(Records in a dataset)
-*-*-
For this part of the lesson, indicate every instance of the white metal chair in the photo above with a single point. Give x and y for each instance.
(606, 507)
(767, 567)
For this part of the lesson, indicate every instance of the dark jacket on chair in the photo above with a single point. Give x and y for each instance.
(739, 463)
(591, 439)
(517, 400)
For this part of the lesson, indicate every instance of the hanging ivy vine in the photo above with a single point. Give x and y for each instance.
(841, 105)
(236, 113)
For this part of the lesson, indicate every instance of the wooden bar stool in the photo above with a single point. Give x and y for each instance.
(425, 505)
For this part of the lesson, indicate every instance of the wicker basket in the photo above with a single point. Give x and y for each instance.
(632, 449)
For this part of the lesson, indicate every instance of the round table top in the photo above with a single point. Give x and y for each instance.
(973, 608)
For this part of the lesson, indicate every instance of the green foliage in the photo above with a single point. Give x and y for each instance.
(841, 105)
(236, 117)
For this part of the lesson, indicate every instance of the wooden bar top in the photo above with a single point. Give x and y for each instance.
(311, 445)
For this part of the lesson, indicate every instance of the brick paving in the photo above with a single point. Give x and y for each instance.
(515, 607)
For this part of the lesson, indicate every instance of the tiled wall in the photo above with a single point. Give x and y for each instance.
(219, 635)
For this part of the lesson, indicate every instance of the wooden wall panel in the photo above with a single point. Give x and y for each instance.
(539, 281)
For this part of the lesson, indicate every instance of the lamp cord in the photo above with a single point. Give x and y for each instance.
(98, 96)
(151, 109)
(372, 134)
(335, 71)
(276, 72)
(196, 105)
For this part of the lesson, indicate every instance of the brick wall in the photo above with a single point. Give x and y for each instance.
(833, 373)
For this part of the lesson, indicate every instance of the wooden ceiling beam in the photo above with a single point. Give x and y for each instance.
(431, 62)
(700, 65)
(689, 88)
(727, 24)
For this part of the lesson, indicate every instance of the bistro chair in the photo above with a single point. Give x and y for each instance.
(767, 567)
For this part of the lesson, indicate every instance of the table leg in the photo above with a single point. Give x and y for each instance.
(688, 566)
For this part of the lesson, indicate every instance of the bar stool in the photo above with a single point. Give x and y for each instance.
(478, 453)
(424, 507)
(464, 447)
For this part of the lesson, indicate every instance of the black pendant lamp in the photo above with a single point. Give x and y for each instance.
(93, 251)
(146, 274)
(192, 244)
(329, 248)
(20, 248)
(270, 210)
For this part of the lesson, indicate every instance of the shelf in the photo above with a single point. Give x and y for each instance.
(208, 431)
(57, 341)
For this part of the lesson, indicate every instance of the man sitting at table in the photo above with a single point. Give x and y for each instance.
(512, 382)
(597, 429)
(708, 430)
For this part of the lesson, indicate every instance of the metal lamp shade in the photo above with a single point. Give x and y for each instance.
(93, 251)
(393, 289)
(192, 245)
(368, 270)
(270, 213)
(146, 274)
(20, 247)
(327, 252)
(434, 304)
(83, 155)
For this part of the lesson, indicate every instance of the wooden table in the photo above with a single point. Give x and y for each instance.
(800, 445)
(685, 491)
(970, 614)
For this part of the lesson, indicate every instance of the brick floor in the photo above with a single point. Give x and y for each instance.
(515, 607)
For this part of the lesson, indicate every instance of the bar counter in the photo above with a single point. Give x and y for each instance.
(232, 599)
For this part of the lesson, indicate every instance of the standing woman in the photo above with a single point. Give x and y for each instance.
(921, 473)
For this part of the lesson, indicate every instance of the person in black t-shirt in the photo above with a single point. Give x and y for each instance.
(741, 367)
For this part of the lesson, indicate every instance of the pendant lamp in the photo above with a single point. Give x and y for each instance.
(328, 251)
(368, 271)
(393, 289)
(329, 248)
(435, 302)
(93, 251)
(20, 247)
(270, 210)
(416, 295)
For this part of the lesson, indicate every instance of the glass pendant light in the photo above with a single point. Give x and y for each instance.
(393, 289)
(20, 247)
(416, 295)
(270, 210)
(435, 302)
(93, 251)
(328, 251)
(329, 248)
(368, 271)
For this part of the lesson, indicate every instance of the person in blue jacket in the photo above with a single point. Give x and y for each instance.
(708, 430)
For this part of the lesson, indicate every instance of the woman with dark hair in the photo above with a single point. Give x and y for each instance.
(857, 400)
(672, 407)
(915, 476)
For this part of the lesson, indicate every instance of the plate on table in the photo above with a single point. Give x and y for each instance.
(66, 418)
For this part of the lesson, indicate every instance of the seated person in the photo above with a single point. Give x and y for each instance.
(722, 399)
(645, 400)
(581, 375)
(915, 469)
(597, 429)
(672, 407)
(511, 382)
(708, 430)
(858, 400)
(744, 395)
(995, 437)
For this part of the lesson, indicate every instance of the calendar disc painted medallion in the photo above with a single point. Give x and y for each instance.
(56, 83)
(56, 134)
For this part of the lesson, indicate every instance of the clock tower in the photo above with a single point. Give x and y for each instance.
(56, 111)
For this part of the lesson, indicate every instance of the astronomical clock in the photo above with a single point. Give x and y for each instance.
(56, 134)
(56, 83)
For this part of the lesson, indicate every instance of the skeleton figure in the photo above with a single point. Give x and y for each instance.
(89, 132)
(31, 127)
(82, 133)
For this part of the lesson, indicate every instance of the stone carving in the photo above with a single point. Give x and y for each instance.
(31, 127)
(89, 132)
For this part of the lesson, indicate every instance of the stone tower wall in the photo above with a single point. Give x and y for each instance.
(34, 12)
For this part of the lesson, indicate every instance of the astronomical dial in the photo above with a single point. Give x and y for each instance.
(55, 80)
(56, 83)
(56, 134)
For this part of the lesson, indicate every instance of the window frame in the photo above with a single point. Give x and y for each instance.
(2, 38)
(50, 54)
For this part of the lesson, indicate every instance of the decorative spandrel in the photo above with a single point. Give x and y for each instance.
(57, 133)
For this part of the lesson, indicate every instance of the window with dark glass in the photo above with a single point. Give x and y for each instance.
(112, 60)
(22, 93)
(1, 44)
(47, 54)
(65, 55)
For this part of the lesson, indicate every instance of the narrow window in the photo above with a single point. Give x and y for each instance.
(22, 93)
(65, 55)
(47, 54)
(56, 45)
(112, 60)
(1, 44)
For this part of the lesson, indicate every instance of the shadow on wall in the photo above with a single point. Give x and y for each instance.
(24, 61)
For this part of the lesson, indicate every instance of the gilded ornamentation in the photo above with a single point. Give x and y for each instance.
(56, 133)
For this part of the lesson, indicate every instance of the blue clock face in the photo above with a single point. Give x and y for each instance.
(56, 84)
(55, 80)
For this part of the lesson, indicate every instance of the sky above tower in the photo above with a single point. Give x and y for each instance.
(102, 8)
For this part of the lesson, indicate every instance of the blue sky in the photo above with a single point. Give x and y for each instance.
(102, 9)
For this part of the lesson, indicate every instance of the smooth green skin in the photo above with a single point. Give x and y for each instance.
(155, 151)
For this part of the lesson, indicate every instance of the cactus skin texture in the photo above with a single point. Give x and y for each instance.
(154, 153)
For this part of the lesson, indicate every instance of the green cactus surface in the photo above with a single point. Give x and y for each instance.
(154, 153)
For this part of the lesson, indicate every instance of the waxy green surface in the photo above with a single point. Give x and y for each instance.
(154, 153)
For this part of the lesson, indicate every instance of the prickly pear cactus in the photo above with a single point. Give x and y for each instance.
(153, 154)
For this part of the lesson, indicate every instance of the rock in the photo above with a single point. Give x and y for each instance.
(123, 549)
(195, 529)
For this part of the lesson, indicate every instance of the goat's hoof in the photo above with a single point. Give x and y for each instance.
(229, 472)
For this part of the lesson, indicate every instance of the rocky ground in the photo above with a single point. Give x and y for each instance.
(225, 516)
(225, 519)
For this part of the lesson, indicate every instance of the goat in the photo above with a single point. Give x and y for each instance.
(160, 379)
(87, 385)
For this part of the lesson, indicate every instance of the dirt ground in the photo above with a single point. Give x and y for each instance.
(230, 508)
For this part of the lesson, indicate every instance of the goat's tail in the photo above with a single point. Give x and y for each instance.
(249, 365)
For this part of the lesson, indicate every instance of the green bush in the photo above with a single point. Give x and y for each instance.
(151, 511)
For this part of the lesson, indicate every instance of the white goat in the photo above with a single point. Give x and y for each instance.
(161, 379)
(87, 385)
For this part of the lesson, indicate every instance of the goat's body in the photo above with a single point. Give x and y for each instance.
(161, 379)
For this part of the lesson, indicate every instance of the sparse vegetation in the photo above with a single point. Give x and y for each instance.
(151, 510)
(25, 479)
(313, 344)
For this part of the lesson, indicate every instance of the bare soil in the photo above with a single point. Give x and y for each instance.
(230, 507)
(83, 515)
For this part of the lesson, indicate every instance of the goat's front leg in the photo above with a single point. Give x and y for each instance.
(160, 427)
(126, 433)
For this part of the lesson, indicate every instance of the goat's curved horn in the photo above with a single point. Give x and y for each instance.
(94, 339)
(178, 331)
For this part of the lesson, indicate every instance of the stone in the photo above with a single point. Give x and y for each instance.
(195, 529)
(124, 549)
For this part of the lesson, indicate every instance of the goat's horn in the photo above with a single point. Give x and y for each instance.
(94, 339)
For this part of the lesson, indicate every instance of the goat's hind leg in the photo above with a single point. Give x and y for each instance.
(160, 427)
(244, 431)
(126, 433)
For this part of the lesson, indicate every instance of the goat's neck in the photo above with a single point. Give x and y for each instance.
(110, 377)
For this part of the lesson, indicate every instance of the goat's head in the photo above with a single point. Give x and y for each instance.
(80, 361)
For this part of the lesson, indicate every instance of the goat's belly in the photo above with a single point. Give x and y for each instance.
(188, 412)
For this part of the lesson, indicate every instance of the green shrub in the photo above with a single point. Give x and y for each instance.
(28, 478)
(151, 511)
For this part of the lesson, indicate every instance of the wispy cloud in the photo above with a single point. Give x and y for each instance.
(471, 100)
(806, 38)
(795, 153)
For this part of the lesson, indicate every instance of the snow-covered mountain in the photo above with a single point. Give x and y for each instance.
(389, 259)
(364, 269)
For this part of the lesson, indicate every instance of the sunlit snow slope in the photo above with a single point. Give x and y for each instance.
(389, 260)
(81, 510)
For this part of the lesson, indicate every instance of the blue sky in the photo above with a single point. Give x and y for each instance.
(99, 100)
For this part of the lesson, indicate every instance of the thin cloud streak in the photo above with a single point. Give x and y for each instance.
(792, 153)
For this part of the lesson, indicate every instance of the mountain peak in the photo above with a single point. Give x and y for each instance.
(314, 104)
-*-*-
* _Exercise_
Lay out the data from the line containing "of the thin" through the end of the data, inclusive, as a two-column CSV with the columns text and value. Each row should put one piece of wording under text and the answer that follows it under value, with both fields quoted and any line breaks turned into spaces.

* _Answer for this exercise_
text,value
"For this part of the lesson, indicate every instance of the thin cloud streak in the photo above with a single point. Give x and y for each instance.","(792, 153)"
"For this part of the lesson, indicate every instance of the mountain peak in the photo above with a single point. Give x and y for each instance.","(314, 104)"